**EXTRACTED RECORDS**
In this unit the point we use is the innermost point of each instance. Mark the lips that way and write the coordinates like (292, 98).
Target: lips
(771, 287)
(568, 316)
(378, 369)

**AIM**
Copy every line of the records above with no changes to any character, keeping the lines in their original order.

**EXPECTED OUTPUT**
In this unit the point we use is the innermost point of each instance. Mark the lips that way and write the coordinates like (292, 98).
Target: lips
(771, 287)
(568, 316)
(378, 369)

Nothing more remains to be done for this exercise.